PROBLEM DESCRIPTION: Reproduce, word for word, the lines of the entries below that fall between the line holding "Reviewer note: verify that every instance of the wood plank" and the line holding "column 354, row 303", inclusive.

DATA TO PROCESS:
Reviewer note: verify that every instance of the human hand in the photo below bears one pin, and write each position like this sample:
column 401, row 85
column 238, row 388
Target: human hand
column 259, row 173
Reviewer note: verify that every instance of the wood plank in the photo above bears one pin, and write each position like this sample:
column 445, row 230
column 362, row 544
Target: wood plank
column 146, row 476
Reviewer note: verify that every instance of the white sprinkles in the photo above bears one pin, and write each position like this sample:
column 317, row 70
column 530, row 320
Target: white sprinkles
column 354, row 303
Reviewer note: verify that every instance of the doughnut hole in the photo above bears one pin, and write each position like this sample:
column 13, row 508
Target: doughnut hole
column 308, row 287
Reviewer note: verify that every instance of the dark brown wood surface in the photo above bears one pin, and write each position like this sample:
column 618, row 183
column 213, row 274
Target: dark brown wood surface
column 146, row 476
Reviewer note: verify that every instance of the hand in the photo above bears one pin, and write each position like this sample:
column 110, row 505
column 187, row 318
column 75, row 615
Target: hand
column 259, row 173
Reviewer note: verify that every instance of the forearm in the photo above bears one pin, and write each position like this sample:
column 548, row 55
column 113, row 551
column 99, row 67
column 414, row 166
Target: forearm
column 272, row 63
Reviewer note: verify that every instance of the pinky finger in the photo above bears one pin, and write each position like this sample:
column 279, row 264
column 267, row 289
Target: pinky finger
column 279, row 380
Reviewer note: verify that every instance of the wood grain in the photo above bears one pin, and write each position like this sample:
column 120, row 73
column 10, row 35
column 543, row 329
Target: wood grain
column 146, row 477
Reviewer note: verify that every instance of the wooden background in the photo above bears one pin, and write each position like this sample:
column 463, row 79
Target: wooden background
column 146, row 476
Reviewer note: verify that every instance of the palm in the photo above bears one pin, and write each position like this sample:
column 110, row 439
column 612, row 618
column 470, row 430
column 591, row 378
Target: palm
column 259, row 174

REPLY TO THE EXERCISE:
Reviewer note: verify that every instance of the wood plank in the photo above bears one pin, and write each position like this sample:
column 445, row 230
column 362, row 544
Target: wood plank
column 146, row 476
Reviewer note: verify that every instance of the white sprinkles in the photo above bears one pin, and write each position like this sample:
column 317, row 70
column 530, row 320
Target: white sprinkles
column 354, row 303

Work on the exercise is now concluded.